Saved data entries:
──────

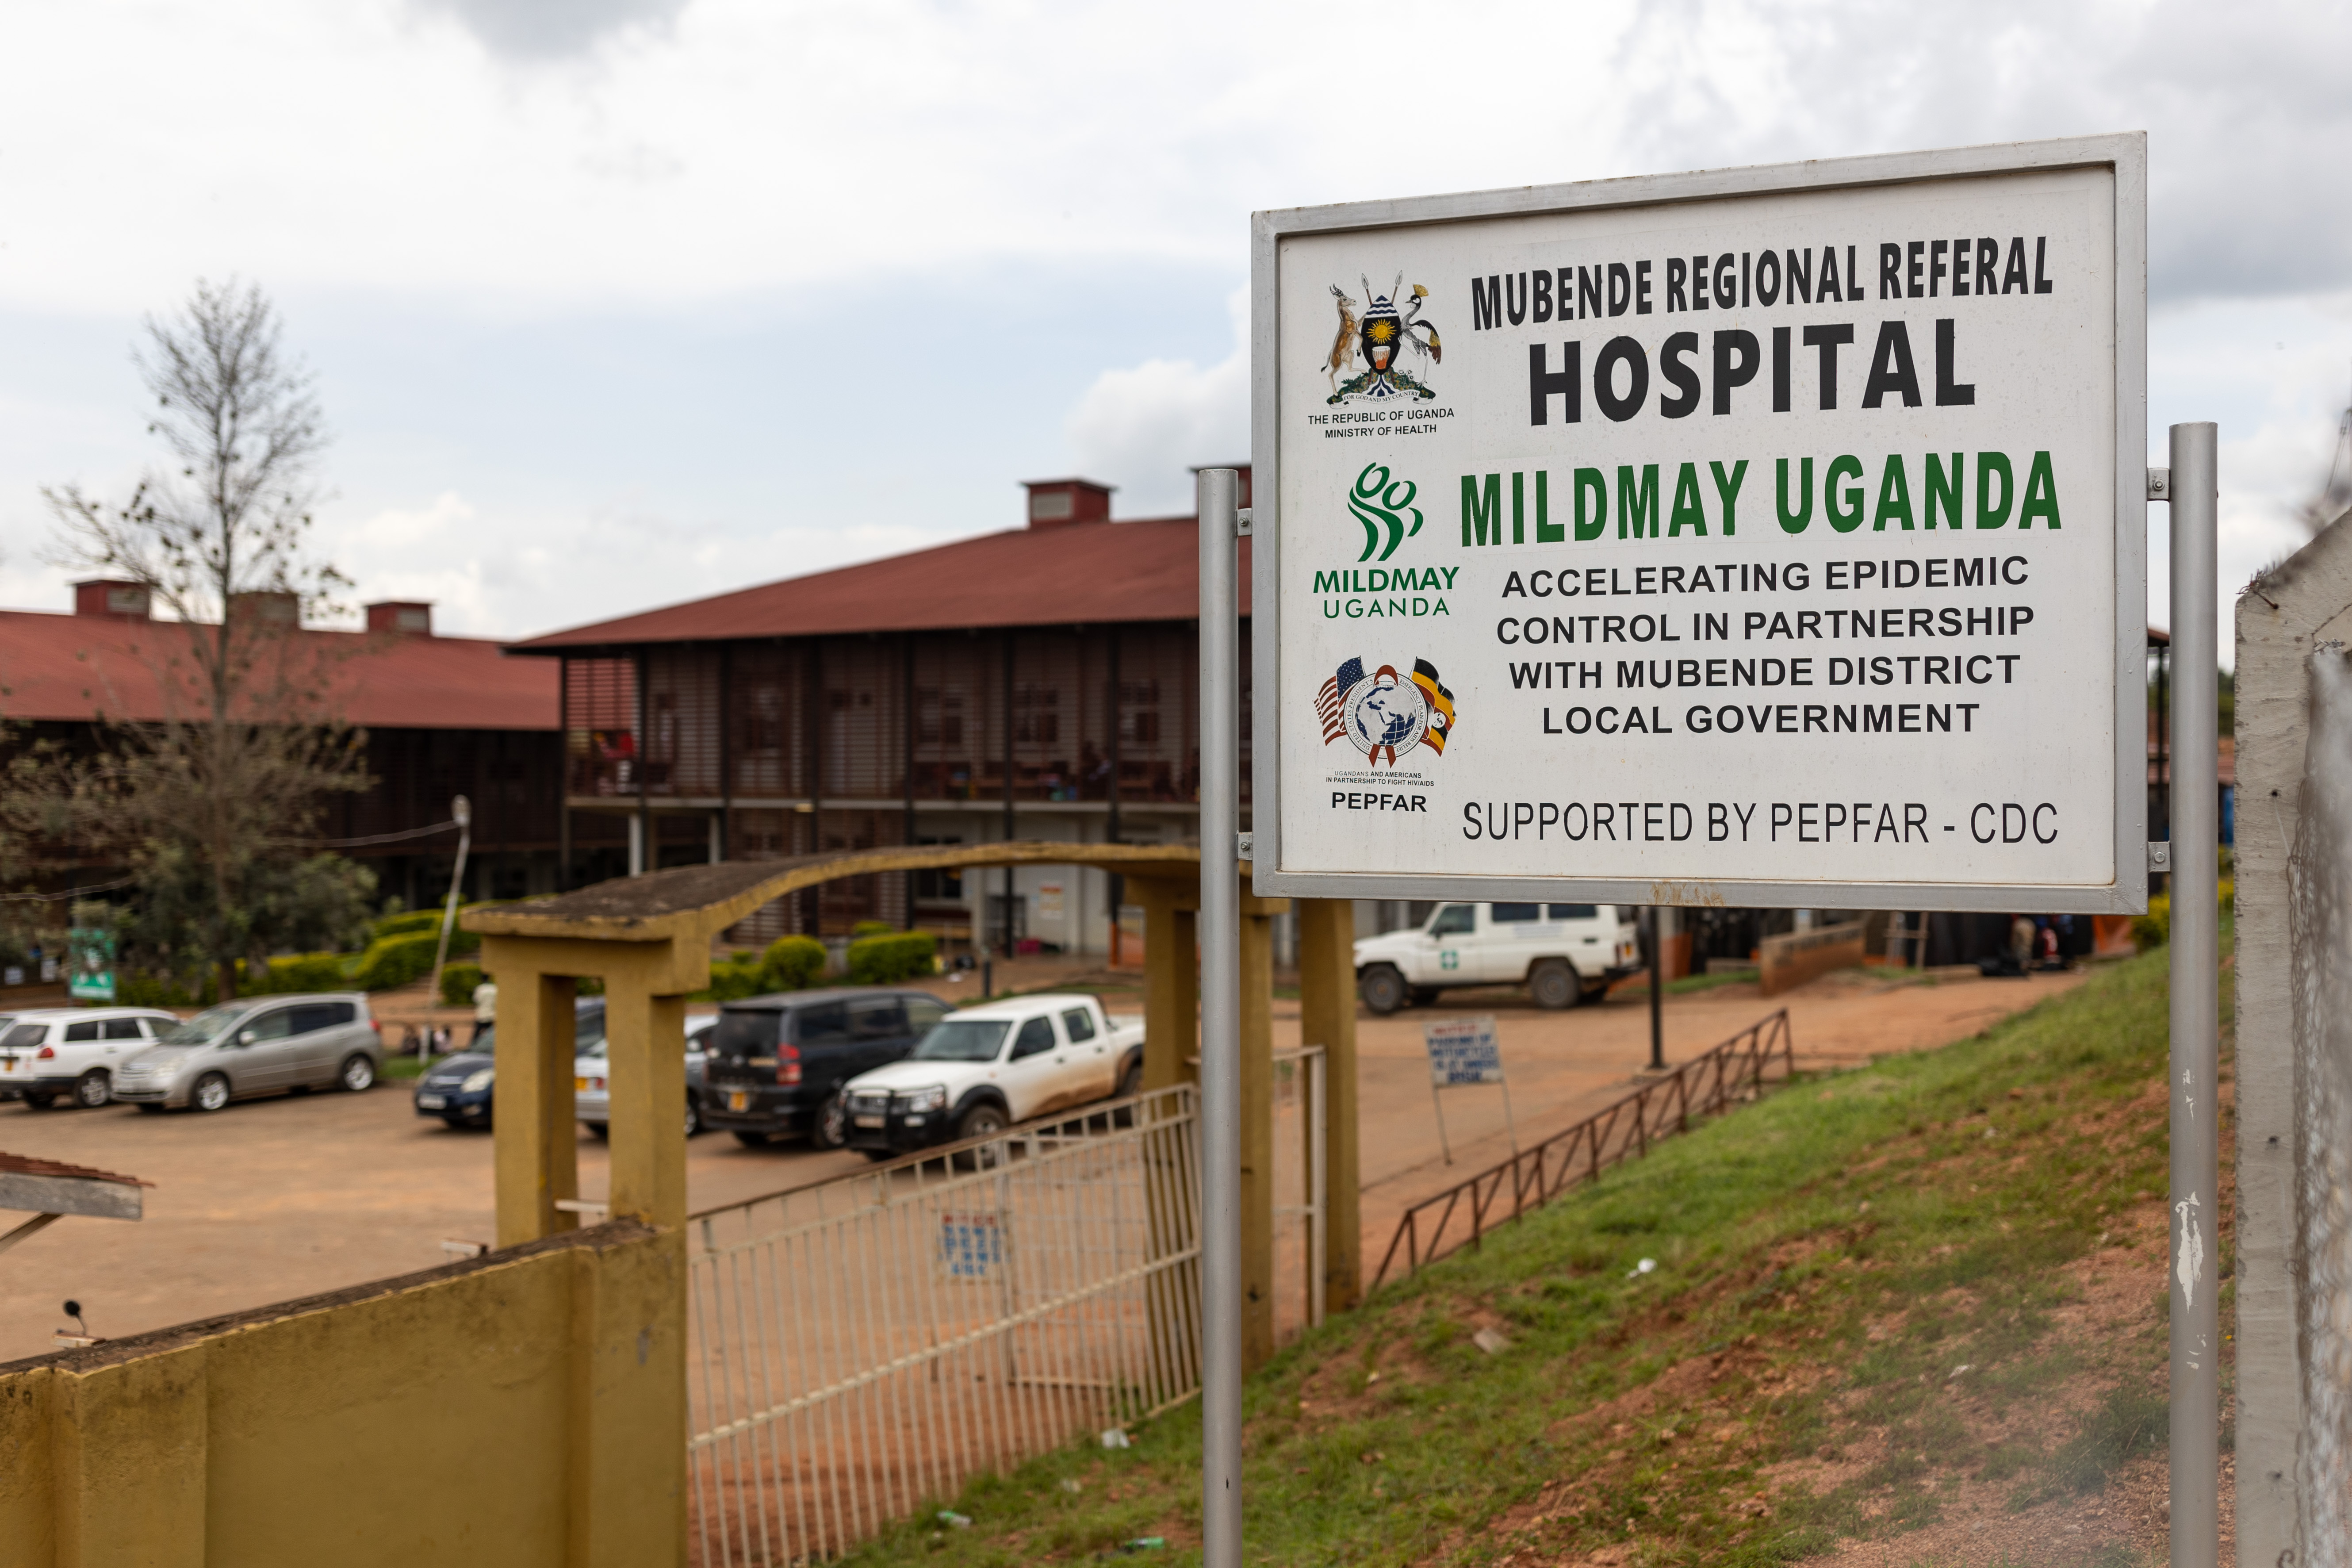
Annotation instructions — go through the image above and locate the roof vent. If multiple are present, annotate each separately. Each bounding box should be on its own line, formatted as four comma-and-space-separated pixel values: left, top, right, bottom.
72, 579, 151, 620
226, 590, 301, 627
366, 601, 434, 636
1021, 479, 1113, 529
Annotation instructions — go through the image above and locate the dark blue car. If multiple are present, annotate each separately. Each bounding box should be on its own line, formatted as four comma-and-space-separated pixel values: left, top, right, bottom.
414, 999, 605, 1130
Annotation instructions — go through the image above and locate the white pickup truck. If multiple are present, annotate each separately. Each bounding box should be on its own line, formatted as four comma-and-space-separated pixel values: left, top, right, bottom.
1354, 901, 1642, 1013
837, 993, 1144, 1158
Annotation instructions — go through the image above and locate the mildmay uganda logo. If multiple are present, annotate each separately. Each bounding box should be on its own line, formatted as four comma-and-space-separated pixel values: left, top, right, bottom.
1316, 657, 1458, 768
1348, 461, 1423, 562
1325, 274, 1441, 405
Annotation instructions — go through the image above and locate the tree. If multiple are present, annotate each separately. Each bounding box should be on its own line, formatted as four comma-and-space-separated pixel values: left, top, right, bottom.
31, 280, 373, 997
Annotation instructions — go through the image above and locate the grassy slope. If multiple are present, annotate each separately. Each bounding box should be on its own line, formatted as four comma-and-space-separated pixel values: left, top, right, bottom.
847, 945, 2204, 1566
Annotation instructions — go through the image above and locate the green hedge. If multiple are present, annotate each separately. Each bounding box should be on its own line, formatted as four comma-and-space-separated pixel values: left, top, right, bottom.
847, 931, 937, 985
850, 920, 894, 939
763, 935, 828, 991
372, 909, 445, 940
441, 962, 485, 1006
346, 930, 441, 991
2131, 877, 2233, 950
238, 953, 351, 996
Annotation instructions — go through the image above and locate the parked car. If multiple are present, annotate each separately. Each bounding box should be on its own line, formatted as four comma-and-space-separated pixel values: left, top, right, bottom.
575, 1013, 716, 1139
1352, 901, 1643, 1014
700, 989, 953, 1149
113, 995, 382, 1112
838, 993, 1145, 1159
0, 1007, 181, 1108
414, 997, 605, 1130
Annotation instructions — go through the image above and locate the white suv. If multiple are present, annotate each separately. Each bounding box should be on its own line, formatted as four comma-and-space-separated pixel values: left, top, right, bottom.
0, 1008, 182, 1109
1353, 901, 1643, 1013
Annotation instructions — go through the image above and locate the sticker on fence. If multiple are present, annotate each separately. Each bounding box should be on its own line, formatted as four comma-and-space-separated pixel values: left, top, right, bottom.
937, 1211, 1007, 1281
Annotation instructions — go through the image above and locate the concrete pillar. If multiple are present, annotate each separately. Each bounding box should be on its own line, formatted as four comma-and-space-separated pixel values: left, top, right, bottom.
603, 976, 690, 1231
1295, 897, 1362, 1313
1241, 910, 1275, 1370
1137, 879, 1197, 1088
486, 956, 581, 1247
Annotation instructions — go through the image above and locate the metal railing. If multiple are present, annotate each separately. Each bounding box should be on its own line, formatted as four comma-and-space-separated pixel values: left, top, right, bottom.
686, 1084, 1201, 1566
1370, 1009, 1796, 1290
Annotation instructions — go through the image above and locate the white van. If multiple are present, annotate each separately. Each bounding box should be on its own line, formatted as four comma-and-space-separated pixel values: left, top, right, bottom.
1352, 902, 1643, 1013
0, 1008, 183, 1108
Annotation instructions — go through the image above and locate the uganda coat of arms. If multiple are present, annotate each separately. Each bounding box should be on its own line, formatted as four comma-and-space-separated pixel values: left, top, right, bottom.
1316, 658, 1457, 767
1325, 274, 1441, 405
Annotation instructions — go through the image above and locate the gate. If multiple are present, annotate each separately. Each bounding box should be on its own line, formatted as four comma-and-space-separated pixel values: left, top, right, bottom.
686, 1085, 1200, 1565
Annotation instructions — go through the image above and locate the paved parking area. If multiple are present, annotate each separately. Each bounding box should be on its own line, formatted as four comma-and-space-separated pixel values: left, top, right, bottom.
0, 964, 2084, 1365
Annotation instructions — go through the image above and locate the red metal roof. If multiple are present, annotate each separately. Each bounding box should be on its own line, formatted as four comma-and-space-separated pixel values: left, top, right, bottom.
0, 1150, 149, 1187
0, 611, 557, 731
509, 516, 1254, 652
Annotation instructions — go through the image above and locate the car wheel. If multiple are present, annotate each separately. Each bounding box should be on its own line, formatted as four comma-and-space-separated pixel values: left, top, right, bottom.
955, 1102, 1008, 1142
732, 1130, 771, 1149
1529, 960, 1579, 1011
812, 1092, 848, 1150
74, 1070, 112, 1109
193, 1073, 231, 1113
1359, 964, 1408, 1015
583, 1121, 609, 1140
1115, 1058, 1143, 1099
338, 1054, 376, 1093
22, 1093, 53, 1112
685, 1099, 702, 1139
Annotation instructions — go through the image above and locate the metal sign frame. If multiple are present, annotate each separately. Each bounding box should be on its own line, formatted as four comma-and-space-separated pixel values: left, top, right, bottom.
1249, 133, 2148, 914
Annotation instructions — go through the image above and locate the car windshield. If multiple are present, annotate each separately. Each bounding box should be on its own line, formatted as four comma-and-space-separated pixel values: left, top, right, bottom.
911, 1019, 1011, 1062
157, 1004, 249, 1046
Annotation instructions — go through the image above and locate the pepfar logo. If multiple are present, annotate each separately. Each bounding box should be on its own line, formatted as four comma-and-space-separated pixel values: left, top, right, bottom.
1348, 462, 1423, 562
1315, 656, 1457, 768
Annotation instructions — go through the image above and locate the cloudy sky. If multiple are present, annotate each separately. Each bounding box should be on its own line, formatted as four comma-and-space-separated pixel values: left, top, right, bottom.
0, 0, 2346, 648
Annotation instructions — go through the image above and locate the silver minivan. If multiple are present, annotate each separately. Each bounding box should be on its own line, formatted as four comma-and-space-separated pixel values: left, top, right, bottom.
113, 993, 382, 1113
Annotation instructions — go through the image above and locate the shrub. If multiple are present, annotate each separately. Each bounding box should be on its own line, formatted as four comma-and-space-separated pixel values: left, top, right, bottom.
441, 962, 485, 1006
118, 972, 210, 1008
761, 935, 828, 993
850, 920, 894, 939
698, 952, 769, 1003
2132, 877, 2233, 950
346, 930, 441, 991
372, 908, 443, 939
847, 930, 937, 985
240, 953, 350, 996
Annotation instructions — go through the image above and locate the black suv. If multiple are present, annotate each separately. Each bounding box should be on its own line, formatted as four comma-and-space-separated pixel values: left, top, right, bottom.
701, 988, 949, 1148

──────

> **EXERCISE DIRECTIONS**: Repeat the records word for word, skipping pictures.

> **SOLUTION TO THIS PROBLEM**:
Annotation instructions — go through the image above and locate the roof vent. If multiple are present, annotate each separately. Each bounding box should be on its own line, formatted as four comma-and-space-separated pixel values: left, top, right, bottom.
72, 579, 151, 620
226, 590, 301, 627
366, 601, 434, 636
1021, 479, 1113, 529
Annotation instructions — go through the image above and locate the dark blue car. If multiple are present, annotate each separately. Each bounding box should be on its own line, formatted as four comma-and-space-separated pixel values: left, top, right, bottom.
414, 999, 605, 1130
Annotation instructions — go through the image above and locate the white pickup truck. If multiple are present, annotate each separately. Each bounding box should be on its own line, formatted as four comma-and-space-separated pixel values: left, top, right, bottom.
1354, 901, 1642, 1013
837, 993, 1144, 1158
Annotation instructions — go through the image above and locate the mildmay uganda logo. If multiple are present, annotate each separately. Each bounding box should be on its own line, formatted as four comma-and-space-separated pixel values: left, top, right, bottom.
1316, 657, 1458, 768
1348, 461, 1423, 562
1325, 274, 1441, 405
Annotation instructions — go through the image above and locate the tree. If multiple are present, annotate each separately. Each bounding box should be on its own line, formatted as four comma-and-space-separated pixel values: left, top, right, bottom.
31, 280, 373, 997
Annotation instructions — go through the image above and locate the grassy slope. If multiple are present, annotate each separately. Each bounding box should be on its own line, formatted as four comma-and-space-separated pixel values: left, top, right, bottom.
847, 945, 2204, 1566
Annotation instructions — go through the image above and locate the green hedge. If multiple are present, annotate each separately. Each bounding box should be on its own line, formatted as four comma-and-space-separated pixel values: left, top, right, bottom.
847, 931, 937, 985
850, 920, 894, 939
763, 935, 828, 991
372, 909, 445, 940
441, 962, 485, 1006
346, 930, 441, 991
2131, 877, 2233, 950
238, 953, 351, 996
Annotation instructions — go through the image above and locate the parked car. If multiple are present, annotate each separately. Each bounding box should be on its own line, formatted as four comma-and-space-separated pixel values: left, top, right, bottom.
575, 1013, 716, 1139
1352, 901, 1643, 1014
700, 989, 953, 1149
113, 995, 382, 1112
838, 993, 1145, 1159
0, 1007, 181, 1108
414, 997, 605, 1130
Annotation instructions — go through the image above and locate the white suv. If multiple are present, annotate each separately. Each bounding box should be on its own line, formatted as four comma-and-space-separated pixel values: left, top, right, bottom.
0, 1008, 182, 1109
1353, 901, 1643, 1013
Annotation instructions — go through the image above and locate the sticker on fence. If multiple are present, annotate each separately. Each bounding box should be on its own line, formatted as four comma-and-space-separated pixel values: left, top, right, bottom.
937, 1211, 1007, 1281
Annotation instructions — go through the image above and locate the concrete pillar. If multiple are present, annotate each separately. Each bounding box should be on its own line, formatted as four comma-and-space-separated pixel values: left, top, right, bottom.
603, 976, 690, 1231
1295, 897, 1362, 1313
1241, 910, 1275, 1370
1137, 879, 1197, 1088
486, 956, 581, 1247
Annotation instructions — go through the image above and locate the metal railing. If multiple are present, annotate each separately. Each bounding box should be on its own line, formatted as four comma-and-space-separated pixel values: left, top, right, bottom.
686, 1084, 1201, 1566
1370, 1009, 1796, 1290
Annotation instructions — go through the image above and locate the white van. If multiple are present, annotate each separately. Each bounding box should be on its own line, formatted as four comma-and-space-separated pixel values: left, top, right, bottom.
1352, 902, 1643, 1013
0, 1008, 183, 1108
Annotation instructions — go through the image above and locate the uganda coat of arms. If multiple are present, annotate each separately. Each bounding box should be on its own line, formatted as four comma-and-space-separated pixel values: left, top, right, bottom.
1316, 658, 1457, 767
1325, 274, 1441, 405
Annotation instructions — go through the image above and locate the gate. If multiple are present, annotate each separately. Each bounding box should be on its own line, formatted as four comma-and-space-separated pixel values: left, top, right, bottom.
686, 1085, 1200, 1565
Annotation instructions — go through the image above and locate the paved parking area. If multiple are present, annotate each separately. Each bounding box should be on its own line, formatted as four comma-and-space-separated pixel values: left, top, right, bottom.
0, 964, 2084, 1365
Annotation instructions — go through the image above and locate the red metal roof. If multiple are present, annotate each separately. Each bounding box should be on its own line, formatted as four comma-and-space-separated pixel values: left, top, right, bottom.
0, 1150, 149, 1187
0, 611, 557, 731
509, 516, 1254, 652
Annotation instructions — go through the image above and locate the car wheel. If multiple are present, annotate each separately. Each bounding box should be on its own line, formatted as four comma-and-space-separated pixel values: left, top, right, bottom.
955, 1102, 1008, 1142
732, 1130, 771, 1149
1529, 960, 1579, 1011
812, 1092, 848, 1150
74, 1070, 112, 1109
193, 1073, 231, 1113
1359, 964, 1408, 1015
583, 1121, 609, 1140
1115, 1058, 1143, 1099
338, 1054, 376, 1093
22, 1093, 53, 1112
685, 1099, 702, 1139
Annotation instructions — go through the image above and locate the metal sign frame. If multiple are present, annotate each separately. Each bounding box should be on its own line, formatted as four comma-and-space-separated pixel values: left, top, right, bottom.
1249, 133, 2148, 914
Annotation instructions — go through the image above and locate the car windshield. If multiple are present, annotate each separately. Each bounding box should be on its own line, formatted as four comma-and-space-separated pixel values: left, top, right, bottom.
911, 1019, 1011, 1062
157, 1004, 249, 1046
Annotation instructions — go through the image above and locate the pepfar logo. If multiple are present, annotate each separately. Each bounding box should be on its own line, formatted as four comma-and-space-separated pixel values: left, top, right, bottom.
1348, 462, 1423, 562
1315, 656, 1457, 768
Annotation instructions — go through the image above and locate the cloudy sky. If multiple are present, annotate each separately. Each bounding box should be on its own line, formatted as four comma-and-space-separated pixel values: left, top, right, bottom.
0, 0, 2346, 648
Annotation instructions — go through the image above and locate the silver minivan. If multiple are present, annotate each separately. Each bounding box should be on its own line, formatted as four comma-and-space-separated pixel values: left, top, right, bottom.
113, 993, 382, 1113
Annotation instructions — go through the image above and locate the shrub. If multiple are present, annotate each separately. Each bounding box should be on its own line, formatted as four comma-and-space-separated pixel values: left, top, right, bottom.
441, 962, 485, 1006
118, 972, 210, 1008
761, 935, 828, 993
850, 920, 894, 939
698, 952, 769, 1003
2132, 877, 2233, 950
346, 930, 441, 991
372, 908, 443, 939
847, 930, 937, 985
240, 953, 350, 996
Annotation instructions — go through the image above and locate the black suv. If multiple are present, annotate each separately. Each bounding box should be on its own line, formatted as four comma-and-space-separated pixel values: left, top, right, bottom.
701, 988, 949, 1148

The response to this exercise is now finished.